Reproduce the dementia post word for word, from "Friday, 2 October" to "science, ISSN 0975-6299.".
Text excerpt START
Friday, 2 October 2015

The 2nd edition of The holistic Prevention, Management and Treatment of Dementia under The Microscope of Conventional Medicine - Hormonal Causes of Dementia

Kyle J. Norton (Scholar)

Health article writer and researcher; Over 10.000 articles and research papers have been written and published on line, including world wide health, ezine articles, article base, healthblogs, selfgrowth, best before it's news, the karate GB daily, etc.,.
Named TOP 50 MEDICAL ESSAYS FOR ARTISTS & AUTHORS TO READ by Named 50 of the best health Tweeters Canada - Huffington Post
Nominated for shorty award over last 4 years
Some articles have been used as references in medical research, such as international journal Pharma and Bio science, ISSN 0975-6299.


Dementia is defined as neuro degeneration syndrome among elder, affecting memory, thinking, orientation, comprehension, calculation, learning capacity, language, and judgement over 47 millions
of worldwide population, mostly in the West. The evaluation of the syndrome by holistic medicine has been lacking, especially through conventional medicine research and studies. The aim of this essay is to provide accurate information of how effective of holistic medicine in prevention, management and treatment of dementia through searching data base of PubMed.
This is the third time, a research paper has been written this way to general public that you will not find any where in the net.
Text excerpt END
Extracted material START
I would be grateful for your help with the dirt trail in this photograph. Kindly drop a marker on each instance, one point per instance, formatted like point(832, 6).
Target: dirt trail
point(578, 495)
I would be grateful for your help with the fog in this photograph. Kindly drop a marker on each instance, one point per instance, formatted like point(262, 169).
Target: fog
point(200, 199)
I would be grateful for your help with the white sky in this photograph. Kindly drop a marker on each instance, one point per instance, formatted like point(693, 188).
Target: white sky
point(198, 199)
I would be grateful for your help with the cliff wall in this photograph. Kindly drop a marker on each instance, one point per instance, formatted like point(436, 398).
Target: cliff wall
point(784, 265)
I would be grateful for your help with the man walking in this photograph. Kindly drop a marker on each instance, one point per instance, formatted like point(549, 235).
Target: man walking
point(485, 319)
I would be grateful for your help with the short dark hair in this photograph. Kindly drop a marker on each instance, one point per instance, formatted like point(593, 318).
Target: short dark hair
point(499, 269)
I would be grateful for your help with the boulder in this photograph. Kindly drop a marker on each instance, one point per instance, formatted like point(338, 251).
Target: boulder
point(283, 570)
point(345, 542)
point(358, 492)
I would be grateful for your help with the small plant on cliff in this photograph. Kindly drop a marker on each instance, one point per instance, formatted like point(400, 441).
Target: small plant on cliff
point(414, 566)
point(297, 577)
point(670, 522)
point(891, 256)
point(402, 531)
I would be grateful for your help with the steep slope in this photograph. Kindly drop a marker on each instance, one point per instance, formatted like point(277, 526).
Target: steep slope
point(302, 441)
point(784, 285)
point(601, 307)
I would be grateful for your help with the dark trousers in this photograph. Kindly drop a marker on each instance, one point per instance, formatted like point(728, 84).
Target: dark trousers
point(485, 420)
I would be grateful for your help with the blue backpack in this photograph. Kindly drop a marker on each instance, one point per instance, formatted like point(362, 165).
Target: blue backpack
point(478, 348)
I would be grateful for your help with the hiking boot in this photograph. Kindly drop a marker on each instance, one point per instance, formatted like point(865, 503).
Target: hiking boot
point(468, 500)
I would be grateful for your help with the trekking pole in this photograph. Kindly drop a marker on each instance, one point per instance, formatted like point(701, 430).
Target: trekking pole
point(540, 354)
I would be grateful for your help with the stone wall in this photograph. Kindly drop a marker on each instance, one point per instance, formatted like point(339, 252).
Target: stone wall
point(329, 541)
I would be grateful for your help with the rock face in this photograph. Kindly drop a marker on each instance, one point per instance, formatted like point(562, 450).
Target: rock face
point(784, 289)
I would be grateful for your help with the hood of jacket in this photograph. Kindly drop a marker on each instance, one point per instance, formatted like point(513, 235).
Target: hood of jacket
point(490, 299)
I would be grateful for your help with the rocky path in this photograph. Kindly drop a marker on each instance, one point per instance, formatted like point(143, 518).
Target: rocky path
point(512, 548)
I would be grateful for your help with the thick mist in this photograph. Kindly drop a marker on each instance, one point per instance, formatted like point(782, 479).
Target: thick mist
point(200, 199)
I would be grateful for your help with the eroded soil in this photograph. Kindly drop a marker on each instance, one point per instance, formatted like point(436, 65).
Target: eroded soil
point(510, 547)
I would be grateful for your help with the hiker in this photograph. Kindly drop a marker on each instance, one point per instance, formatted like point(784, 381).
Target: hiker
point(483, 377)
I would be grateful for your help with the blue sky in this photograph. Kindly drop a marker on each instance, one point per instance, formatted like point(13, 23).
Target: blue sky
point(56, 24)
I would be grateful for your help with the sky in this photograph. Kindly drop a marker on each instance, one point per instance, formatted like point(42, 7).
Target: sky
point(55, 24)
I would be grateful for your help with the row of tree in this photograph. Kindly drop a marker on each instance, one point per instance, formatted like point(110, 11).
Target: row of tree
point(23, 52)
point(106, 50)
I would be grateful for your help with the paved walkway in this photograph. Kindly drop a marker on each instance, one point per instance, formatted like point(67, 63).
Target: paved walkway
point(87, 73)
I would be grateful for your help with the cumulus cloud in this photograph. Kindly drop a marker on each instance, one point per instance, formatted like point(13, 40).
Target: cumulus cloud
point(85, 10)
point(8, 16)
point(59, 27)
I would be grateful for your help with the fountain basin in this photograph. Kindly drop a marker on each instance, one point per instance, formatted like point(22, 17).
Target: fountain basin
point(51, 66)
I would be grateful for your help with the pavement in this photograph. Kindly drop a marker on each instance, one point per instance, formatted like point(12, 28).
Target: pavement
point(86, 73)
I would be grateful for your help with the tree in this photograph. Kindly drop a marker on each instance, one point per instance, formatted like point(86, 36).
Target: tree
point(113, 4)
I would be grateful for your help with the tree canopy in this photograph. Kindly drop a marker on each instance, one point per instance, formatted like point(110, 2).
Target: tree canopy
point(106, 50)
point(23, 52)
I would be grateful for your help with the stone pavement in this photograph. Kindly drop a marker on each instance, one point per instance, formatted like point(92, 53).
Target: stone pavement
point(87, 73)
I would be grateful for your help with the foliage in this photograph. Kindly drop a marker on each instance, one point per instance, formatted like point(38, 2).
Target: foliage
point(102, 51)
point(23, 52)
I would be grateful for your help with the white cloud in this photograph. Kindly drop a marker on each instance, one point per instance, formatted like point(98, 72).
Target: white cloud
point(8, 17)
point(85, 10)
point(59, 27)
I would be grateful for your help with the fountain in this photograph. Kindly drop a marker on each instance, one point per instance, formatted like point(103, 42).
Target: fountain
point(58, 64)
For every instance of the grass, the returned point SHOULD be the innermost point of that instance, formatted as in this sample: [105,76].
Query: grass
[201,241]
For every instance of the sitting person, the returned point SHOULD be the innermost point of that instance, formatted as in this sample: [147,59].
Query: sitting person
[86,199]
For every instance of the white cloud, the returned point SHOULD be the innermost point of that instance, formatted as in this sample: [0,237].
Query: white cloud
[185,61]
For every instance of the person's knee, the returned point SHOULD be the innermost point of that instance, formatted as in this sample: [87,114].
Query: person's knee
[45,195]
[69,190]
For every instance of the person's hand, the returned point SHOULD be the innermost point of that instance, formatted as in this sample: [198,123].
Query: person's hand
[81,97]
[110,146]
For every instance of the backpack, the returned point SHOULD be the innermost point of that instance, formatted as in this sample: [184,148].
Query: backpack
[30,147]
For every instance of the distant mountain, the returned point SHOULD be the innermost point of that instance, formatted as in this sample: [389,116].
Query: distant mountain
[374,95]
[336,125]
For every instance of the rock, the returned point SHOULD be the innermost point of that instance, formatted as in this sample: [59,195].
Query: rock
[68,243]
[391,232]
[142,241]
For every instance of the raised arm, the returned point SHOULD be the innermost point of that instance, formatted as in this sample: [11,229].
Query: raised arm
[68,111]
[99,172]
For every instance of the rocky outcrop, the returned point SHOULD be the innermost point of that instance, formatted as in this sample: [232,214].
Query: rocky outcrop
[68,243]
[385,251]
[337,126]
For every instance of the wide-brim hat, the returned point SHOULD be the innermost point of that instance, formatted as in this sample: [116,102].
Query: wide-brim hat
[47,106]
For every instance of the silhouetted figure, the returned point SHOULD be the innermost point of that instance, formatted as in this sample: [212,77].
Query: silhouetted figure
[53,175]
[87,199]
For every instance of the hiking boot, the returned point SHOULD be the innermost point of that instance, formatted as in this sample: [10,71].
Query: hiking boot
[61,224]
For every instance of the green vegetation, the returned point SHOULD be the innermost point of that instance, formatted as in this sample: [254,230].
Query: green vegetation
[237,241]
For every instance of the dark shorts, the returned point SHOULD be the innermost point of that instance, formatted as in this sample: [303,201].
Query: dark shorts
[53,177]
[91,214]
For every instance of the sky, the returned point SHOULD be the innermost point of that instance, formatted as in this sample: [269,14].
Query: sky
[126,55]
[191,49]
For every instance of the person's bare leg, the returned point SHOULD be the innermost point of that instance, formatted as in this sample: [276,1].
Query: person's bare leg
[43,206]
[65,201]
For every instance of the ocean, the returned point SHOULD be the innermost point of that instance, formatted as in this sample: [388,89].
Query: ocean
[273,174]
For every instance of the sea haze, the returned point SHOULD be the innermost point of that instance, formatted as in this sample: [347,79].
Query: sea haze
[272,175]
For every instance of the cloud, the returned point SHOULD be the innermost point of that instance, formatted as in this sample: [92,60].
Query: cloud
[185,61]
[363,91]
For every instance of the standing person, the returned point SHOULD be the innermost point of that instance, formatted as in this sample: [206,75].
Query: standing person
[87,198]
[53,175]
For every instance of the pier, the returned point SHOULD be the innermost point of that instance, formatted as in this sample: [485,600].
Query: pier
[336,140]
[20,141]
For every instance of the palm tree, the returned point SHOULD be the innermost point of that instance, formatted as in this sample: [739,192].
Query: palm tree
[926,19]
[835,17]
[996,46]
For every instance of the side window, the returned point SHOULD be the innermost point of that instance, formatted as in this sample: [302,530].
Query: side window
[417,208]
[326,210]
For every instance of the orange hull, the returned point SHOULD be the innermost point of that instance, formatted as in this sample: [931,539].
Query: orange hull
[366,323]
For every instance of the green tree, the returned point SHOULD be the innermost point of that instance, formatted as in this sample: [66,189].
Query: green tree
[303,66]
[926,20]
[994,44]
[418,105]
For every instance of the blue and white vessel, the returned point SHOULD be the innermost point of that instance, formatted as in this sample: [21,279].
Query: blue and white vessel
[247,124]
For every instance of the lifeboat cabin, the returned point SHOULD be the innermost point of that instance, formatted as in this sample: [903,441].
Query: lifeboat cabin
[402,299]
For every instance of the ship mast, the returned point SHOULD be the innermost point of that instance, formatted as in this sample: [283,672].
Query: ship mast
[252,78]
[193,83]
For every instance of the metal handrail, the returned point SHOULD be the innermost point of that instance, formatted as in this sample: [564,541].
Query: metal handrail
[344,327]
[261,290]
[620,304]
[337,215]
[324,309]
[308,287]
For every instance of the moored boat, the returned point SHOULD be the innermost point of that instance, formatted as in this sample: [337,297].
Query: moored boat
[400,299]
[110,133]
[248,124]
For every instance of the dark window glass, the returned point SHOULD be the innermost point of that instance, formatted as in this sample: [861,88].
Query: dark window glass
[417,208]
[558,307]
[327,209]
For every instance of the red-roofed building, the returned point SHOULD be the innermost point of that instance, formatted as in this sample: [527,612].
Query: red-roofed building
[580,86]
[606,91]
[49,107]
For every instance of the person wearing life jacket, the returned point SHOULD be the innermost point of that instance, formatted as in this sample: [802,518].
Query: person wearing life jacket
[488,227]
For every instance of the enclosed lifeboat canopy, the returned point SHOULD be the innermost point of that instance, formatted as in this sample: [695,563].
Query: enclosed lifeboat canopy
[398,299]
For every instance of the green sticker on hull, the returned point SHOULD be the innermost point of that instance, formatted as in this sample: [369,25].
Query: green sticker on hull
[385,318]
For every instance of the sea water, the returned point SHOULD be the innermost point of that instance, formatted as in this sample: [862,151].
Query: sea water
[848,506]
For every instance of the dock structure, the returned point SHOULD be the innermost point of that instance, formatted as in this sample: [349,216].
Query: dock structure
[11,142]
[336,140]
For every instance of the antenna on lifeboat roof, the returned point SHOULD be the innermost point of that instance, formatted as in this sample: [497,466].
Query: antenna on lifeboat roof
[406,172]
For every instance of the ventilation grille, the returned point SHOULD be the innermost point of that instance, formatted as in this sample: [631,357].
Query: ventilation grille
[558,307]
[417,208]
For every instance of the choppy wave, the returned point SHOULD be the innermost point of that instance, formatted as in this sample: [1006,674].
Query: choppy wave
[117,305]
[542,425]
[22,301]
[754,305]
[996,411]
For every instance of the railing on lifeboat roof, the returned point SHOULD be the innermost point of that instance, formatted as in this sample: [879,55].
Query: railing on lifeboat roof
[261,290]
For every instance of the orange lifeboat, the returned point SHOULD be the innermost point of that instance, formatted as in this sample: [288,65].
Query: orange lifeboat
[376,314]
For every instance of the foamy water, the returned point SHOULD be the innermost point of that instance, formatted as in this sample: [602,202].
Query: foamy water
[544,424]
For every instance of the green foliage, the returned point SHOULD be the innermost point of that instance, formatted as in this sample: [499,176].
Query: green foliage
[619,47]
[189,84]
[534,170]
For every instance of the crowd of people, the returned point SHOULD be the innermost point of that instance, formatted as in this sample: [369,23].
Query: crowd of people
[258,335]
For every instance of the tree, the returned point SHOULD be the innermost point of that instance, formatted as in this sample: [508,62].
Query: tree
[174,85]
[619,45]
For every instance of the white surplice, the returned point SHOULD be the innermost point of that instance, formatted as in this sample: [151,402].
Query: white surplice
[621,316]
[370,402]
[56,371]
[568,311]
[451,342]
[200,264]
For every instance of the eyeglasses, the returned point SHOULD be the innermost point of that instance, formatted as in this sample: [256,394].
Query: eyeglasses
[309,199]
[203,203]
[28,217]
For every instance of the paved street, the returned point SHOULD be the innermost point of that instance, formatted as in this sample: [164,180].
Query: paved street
Extracted material END
The answer:
Friday, 2 October 2015

The 2nd edition of The holistic Prevention, Management and Treatment of Dementia under The Microscope of Conventional Medicine - Hormonal Causes of Dementia

Kyle J. Norton (Scholar)

Health article writer and researcher; Over 10.000 articles and research papers have been written and published on line, including world wide health, ezine articles, article base, healthblogs, selfgrowth, best before it's news, the karate GB daily, etc.,.
Named TOP 50 MEDICAL ESSAYS FOR ARTISTS & AUTHORS TO READ by Named 50 of the best health Tweeters Canada - Huffington Post
Nominated for shorty award over last 4 years
Some articles have been used as references in medical research, such as international journal Pharma and Bio science, ISSN 0975-6299.